**Article:**

Effort can be measured physiologically. You can set thresholds and measure pace/power over a duration. If you can't even finish the duration or distance, you don't even have a threshold measurement. That's kind of what I was going for really. I mean, you could even get specific enough to break out a lactate meter and take drops of blood to see who's actually putting rubber to the road. "Who is getting to 4mmol/L".

To answer the question for myself, if it's an "A" race and you don't vomit/heave after the finish line or really would relish a world tour level soigneur tearing at your legs after, I ain't doin it right. Doesn't mean I could race higher class than I do at all, but it's on the line for sure (there is no 'class' at a 28mph 10mi TT or a 47min 10k, that's still really slow). I'm using up what I've got. 40k's are usually more a muscle and get off the bike issue. The effort is longer in terms of negative splitting it and not going out too hard. 10mi is the heave in the ditch or behind a tree kind of thing.

I never believed the "stories" of folks going after it and "feeling the lactate in their teeth" kind of BS. I chalked it up to tales or yore of famous pros doing things famous. Nah. You can get there if you want to and you've trained threshold or VO2 at least 'some' amount. Sure on a TT bike your shoulders/neck may ache from an effort, but damn man, a few times I swear in the last 5min or so you could feel it in your teeth and taste blood. Training a few times indoors I've swallowed my lunch back preferring that to cleaning it off the floor.

Lots of joes can experience that, but you only do if you get into that zone of effort. If you've not trained in those zones at some point, you won't be able to experience that. Same thing for pros. Pros have done it so much in training they can get deeper into it than some random hobbyist like myself.

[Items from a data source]
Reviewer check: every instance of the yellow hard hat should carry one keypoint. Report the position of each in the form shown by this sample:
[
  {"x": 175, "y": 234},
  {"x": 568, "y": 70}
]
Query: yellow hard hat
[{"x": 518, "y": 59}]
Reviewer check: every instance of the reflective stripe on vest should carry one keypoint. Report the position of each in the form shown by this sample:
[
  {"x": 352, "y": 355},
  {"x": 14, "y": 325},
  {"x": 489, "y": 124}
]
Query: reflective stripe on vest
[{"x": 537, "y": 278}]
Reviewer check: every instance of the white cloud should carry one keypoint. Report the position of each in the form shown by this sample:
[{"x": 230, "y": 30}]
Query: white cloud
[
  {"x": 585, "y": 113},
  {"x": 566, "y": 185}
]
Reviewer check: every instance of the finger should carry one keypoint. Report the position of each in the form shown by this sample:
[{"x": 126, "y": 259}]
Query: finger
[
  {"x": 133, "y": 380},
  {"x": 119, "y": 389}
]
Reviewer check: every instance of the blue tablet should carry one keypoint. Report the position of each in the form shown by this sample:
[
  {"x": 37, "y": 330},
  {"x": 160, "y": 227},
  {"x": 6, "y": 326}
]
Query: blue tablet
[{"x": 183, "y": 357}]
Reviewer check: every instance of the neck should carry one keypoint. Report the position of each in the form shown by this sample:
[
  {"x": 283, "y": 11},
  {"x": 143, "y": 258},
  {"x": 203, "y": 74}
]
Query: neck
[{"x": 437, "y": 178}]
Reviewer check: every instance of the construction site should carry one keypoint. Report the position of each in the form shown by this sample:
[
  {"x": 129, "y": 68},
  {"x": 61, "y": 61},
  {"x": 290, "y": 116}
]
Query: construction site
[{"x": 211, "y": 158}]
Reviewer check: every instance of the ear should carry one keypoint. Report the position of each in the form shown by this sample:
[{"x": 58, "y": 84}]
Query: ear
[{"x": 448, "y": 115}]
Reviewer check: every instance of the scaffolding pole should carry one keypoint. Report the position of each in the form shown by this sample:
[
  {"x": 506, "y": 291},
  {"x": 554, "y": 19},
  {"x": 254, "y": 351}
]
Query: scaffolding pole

**Instructions:**
• a. From the post about cycling effort, extract everything from "Lots of joes" down to "hobbyist like myself.".
• b. In the post about cycling effort, which race distance does the writer link with heaving in a ditch or behind a tree?

**Solutions to the problems:**
• a.
Lots of joes can experience that, but you only do if you get into that zone of effort. If you've not trained in those zones at some point, you won't be able to experience that. Same thing for pros. Pros have done it so much in training they can get deeper into it than some random hobbyist like myself.

• b. The 10-mile distance.